Passage:
****************

Eventually I will get some sort of CNC mill too, I am sure, but probably not until I have spent quite a while with the Glowforge.

I run a 42" Graphtec FC8600-100 Plotter. I’m hoping to get into a wide-format printer soon, and had been contemplating an Othermill or a Makerbot until I ran across the 'Forge. Don’t know if I would consider my lincoln welder digital…

ZenWorks CNC (not yet fully assembled), Form 1+, Printrbot Simple Metal, Monoprice 3D, and a home built semi-Lasersaur.

The Zenworks I am excited to try out, but needing to make my own mounts for the limit switches is a nuisance, so it keeps getting shuffled back lower and lower on the to-do list (even though it is consuming my free tabletop workspace).

The Form 1+ prints amazing parts, as long as you get the supports and overall design of the piece correct so that it prints properly. Hate cleaning up failed prints. And the post-processing is a nuisance.

The printrbot I took some time and dialed in most of the way. It is a seriously awesome workhorse. I unfortunately need to spend a bit more time on it still though to get dimensional accuracy. Another item I always slip lower on the list of things to accomplish though. For now, I sand things down when I need tight fittings, and do not print things which are supposed to be movable upon print.

The Monoprice… I hate. I know it is my fault for not taking the time to dial in the settings. But I really do not want to take the time to do that. Having a dual extruder is nice, but prices keep coming down on options to make my printrbot be dual extrusion, so I avoid this one like the plague (even though I did get a cabinet made for it to trap heat).

****************

Source excerpt:
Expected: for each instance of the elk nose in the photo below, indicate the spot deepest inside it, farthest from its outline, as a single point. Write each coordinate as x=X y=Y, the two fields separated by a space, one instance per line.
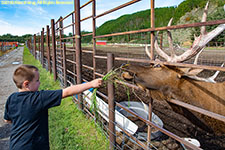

****************

Instructions to follow:
Can you write out everything in the post about fabrication tools from "The Monoprice… I" down to "to trap heat).", word for word? This material has no connection to the post about fabrication tools.

Completed task:
The Monoprice… I hate. I know it is my fault for not taking the time to dial in the settings. But I really do not want to take the time to do that. Having a dual extruder is nice, but prices keep coming down on options to make my printrbot be dual extrusion, so I avoid this one like the plague (even though I did get a cabinet made for it to trap heat).